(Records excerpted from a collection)
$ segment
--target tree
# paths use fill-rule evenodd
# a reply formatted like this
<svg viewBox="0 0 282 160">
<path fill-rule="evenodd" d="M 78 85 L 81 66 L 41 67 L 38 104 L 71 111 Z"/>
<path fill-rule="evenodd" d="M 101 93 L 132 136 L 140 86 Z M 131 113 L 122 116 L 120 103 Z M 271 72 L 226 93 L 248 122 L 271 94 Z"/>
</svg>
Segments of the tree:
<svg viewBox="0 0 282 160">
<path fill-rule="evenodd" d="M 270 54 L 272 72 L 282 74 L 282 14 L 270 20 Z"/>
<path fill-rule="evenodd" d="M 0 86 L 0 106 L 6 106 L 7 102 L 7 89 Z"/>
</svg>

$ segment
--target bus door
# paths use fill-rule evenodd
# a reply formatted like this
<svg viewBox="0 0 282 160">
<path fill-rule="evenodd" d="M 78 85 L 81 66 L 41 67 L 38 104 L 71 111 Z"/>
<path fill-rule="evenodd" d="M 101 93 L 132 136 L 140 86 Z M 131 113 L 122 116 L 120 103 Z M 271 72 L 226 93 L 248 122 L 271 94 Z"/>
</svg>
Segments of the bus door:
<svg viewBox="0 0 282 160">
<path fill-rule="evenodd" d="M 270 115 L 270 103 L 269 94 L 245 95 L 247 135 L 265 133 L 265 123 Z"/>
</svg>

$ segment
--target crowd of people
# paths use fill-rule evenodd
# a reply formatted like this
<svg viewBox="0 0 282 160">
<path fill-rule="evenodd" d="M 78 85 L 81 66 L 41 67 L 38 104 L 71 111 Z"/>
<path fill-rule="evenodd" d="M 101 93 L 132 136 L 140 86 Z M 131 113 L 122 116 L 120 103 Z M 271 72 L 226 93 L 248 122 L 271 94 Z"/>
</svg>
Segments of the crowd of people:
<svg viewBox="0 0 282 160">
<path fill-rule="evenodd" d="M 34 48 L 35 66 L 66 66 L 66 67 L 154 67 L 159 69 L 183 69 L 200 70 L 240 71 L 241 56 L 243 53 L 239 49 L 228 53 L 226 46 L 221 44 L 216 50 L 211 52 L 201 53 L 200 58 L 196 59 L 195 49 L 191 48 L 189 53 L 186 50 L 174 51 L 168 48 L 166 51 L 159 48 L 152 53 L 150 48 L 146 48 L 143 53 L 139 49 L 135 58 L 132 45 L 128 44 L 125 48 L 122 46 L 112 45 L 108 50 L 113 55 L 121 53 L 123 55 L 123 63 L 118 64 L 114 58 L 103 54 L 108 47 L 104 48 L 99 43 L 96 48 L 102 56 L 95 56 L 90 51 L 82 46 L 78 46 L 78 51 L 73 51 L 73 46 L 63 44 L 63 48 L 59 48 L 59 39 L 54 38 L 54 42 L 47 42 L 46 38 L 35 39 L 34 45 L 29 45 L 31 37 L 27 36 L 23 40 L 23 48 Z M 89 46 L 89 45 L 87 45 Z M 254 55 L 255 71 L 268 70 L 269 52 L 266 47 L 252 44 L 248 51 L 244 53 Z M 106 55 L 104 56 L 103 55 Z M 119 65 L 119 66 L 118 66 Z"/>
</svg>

-- TO DO --
Every entry must be quoted exactly as it appears above.

-- FULL OUTPUT --
$ segment
--target tree
# paths use fill-rule evenodd
# a reply formatted like this
<svg viewBox="0 0 282 160">
<path fill-rule="evenodd" d="M 78 85 L 81 66 L 41 67 L 38 104 L 71 111 Z"/>
<path fill-rule="evenodd" d="M 101 93 L 132 136 L 140 86 Z M 131 113 L 122 116 L 120 103 Z M 271 72 L 226 93 L 248 122 L 271 94 Z"/>
</svg>
Segments of the tree:
<svg viewBox="0 0 282 160">
<path fill-rule="evenodd" d="M 270 54 L 272 72 L 282 74 L 282 14 L 270 20 Z"/>
<path fill-rule="evenodd" d="M 0 86 L 0 106 L 6 106 L 7 102 L 7 89 Z"/>
</svg>

$ segment
--target bus door
# paths use fill-rule evenodd
# a reply formatted like this
<svg viewBox="0 0 282 160">
<path fill-rule="evenodd" d="M 78 85 L 81 66 L 41 67 L 38 104 L 71 111 Z"/>
<path fill-rule="evenodd" d="M 101 93 L 132 136 L 140 86 Z M 131 113 L 122 116 L 120 103 Z M 271 72 L 226 93 L 248 122 L 271 94 Z"/>
</svg>
Segments of the bus door:
<svg viewBox="0 0 282 160">
<path fill-rule="evenodd" d="M 270 115 L 270 103 L 269 94 L 245 95 L 247 135 L 265 133 L 265 123 Z"/>
</svg>

$ segment
--target crowd of people
# paths use fill-rule evenodd
# a reply formatted like this
<svg viewBox="0 0 282 160">
<path fill-rule="evenodd" d="M 78 85 L 81 66 L 41 67 L 38 104 L 71 111 Z"/>
<path fill-rule="evenodd" d="M 101 93 L 132 136 L 140 86 Z M 131 113 L 122 116 L 120 103 Z M 271 72 L 226 93 L 248 122 L 271 94 Z"/>
</svg>
Segments of the crowd of people:
<svg viewBox="0 0 282 160">
<path fill-rule="evenodd" d="M 34 48 L 35 66 L 66 66 L 66 67 L 154 67 L 159 69 L 183 69 L 200 70 L 240 71 L 241 56 L 243 53 L 239 49 L 228 53 L 226 46 L 221 44 L 216 50 L 211 52 L 201 53 L 200 58 L 196 59 L 195 49 L 191 48 L 189 53 L 186 50 L 174 51 L 168 48 L 166 51 L 159 48 L 152 53 L 150 48 L 146 48 L 143 53 L 139 49 L 135 58 L 132 45 L 128 44 L 125 48 L 122 46 L 112 45 L 108 50 L 113 55 L 121 53 L 123 55 L 123 63 L 118 64 L 114 58 L 103 54 L 108 47 L 104 48 L 99 43 L 96 48 L 102 56 L 95 56 L 90 51 L 82 46 L 78 46 L 78 51 L 73 51 L 73 46 L 63 44 L 63 48 L 59 48 L 59 39 L 54 38 L 54 42 L 47 42 L 46 38 L 35 39 L 34 45 L 29 45 L 31 37 L 27 36 L 23 40 L 23 48 Z M 89 46 L 89 45 L 87 45 Z M 254 55 L 255 71 L 268 70 L 269 52 L 266 47 L 252 44 L 248 51 L 244 53 Z M 106 55 L 104 56 L 103 55 Z M 119 65 L 119 66 L 118 66 Z"/>
</svg>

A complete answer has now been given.